● Exercise aim: The expected result is the run of lines from the one containing "of the river" to the end of the listing, copied exactly.

● Dataset records:

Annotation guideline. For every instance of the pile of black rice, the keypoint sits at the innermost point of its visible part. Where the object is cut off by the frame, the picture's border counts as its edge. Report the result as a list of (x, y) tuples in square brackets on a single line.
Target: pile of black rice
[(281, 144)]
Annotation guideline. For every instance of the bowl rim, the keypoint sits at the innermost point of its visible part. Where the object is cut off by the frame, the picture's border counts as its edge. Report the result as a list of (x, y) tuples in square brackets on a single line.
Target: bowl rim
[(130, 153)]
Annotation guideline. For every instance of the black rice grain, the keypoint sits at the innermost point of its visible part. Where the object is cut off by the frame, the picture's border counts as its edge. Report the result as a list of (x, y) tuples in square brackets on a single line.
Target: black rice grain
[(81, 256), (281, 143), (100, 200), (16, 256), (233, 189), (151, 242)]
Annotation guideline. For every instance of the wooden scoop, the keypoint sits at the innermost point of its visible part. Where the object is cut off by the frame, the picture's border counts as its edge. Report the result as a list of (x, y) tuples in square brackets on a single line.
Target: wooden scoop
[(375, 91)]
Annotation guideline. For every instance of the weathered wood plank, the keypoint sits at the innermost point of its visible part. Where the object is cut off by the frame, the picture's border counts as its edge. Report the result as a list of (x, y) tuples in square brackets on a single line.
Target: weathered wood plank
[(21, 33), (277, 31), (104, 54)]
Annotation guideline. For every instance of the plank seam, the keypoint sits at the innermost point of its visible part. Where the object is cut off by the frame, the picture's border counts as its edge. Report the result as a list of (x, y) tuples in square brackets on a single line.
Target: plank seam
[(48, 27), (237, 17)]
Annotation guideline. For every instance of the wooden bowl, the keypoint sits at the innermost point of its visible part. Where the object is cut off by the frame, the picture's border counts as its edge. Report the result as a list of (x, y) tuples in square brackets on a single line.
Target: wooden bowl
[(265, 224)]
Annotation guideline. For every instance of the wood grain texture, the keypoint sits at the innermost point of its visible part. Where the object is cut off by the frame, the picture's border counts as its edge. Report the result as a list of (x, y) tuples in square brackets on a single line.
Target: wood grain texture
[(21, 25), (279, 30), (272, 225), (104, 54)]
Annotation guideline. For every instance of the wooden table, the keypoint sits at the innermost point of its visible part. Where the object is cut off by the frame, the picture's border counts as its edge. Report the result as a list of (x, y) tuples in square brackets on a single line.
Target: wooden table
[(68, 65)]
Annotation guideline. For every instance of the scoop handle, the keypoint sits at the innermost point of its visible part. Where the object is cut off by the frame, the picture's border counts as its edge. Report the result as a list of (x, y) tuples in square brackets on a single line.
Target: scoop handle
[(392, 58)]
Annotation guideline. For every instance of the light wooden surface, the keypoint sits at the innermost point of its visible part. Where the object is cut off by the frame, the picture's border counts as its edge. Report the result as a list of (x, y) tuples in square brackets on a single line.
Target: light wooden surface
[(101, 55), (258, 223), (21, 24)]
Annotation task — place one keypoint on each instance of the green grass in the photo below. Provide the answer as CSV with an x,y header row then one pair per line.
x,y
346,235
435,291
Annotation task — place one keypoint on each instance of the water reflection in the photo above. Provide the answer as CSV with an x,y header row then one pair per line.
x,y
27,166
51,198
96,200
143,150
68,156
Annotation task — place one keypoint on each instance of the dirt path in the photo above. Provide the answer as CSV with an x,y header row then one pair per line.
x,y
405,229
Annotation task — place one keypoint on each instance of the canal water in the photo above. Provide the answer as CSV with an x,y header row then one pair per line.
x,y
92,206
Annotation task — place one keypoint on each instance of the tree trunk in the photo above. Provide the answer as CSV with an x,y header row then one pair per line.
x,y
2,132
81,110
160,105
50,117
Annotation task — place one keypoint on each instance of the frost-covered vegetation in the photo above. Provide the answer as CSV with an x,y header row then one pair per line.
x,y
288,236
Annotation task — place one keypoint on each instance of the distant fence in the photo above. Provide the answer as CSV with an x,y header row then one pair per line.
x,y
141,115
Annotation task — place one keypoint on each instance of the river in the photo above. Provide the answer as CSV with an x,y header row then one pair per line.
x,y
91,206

● Result of this exercise:
Annotation task — place one keypoint on each instance of the river in the photo above. Provide the answer as CSV with an x,y header row then one pair per line.
x,y
91,206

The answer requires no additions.